_MATERIAL SUPPLIED_.
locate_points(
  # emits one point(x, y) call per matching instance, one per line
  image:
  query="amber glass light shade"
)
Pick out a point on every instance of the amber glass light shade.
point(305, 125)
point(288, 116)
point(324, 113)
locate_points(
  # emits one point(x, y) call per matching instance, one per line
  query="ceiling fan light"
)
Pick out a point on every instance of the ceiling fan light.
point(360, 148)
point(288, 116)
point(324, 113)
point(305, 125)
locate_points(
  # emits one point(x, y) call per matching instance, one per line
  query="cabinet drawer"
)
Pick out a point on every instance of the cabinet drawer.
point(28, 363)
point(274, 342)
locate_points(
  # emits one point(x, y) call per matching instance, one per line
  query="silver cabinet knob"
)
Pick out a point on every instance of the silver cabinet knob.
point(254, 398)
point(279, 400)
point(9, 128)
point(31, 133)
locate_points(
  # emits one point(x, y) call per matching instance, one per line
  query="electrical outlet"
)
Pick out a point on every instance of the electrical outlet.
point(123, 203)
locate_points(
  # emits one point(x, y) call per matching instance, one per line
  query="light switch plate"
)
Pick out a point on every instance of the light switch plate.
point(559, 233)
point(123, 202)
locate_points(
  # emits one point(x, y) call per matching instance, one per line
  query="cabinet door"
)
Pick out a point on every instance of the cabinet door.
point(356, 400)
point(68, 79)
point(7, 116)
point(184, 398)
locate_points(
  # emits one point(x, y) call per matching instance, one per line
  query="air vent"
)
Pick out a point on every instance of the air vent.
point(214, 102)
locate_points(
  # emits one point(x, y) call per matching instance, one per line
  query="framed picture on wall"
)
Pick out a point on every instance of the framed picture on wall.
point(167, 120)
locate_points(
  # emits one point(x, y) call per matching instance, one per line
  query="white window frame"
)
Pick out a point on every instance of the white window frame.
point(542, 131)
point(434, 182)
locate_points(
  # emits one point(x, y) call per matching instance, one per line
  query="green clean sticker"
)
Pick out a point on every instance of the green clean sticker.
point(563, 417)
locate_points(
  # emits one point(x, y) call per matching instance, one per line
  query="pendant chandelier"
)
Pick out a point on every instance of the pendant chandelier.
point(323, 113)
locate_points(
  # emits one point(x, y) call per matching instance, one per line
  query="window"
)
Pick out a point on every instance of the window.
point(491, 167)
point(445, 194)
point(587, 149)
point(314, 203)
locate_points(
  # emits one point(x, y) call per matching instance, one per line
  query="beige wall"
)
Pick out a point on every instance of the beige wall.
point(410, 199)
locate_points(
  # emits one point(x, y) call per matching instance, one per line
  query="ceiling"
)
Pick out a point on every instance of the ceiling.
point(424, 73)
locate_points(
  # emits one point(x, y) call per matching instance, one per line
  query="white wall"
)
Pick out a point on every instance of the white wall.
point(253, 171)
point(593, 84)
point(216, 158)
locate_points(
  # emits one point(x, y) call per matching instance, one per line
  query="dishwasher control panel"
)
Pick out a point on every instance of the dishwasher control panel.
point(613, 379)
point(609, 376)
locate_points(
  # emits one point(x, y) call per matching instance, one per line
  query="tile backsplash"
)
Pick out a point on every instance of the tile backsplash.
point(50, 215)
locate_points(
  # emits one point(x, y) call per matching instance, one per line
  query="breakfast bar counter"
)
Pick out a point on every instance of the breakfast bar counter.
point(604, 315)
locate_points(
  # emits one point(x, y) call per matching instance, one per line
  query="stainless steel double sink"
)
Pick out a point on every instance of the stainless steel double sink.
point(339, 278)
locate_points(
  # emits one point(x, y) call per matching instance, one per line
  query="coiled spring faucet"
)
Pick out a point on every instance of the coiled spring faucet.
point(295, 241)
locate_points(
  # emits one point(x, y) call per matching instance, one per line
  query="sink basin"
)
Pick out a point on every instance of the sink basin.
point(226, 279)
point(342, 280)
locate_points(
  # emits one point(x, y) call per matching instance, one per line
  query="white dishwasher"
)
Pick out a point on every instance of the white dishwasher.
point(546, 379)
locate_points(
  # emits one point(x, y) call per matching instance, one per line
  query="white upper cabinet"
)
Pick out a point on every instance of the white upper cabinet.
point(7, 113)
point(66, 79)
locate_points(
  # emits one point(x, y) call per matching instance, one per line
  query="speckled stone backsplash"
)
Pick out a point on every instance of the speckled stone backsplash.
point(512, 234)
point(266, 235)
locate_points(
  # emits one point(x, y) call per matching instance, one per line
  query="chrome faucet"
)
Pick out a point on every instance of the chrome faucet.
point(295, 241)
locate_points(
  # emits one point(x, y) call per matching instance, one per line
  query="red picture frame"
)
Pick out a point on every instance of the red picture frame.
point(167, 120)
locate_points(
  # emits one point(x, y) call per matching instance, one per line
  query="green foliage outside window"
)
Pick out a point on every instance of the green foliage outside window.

_TASK DIRECTIONS_. In the listing above, find each line with the word "outside" and copy it.

_RESPONSE AREA_.
  query="green foliage outside window"
Pick out a point on every instance of the green foliage outside window.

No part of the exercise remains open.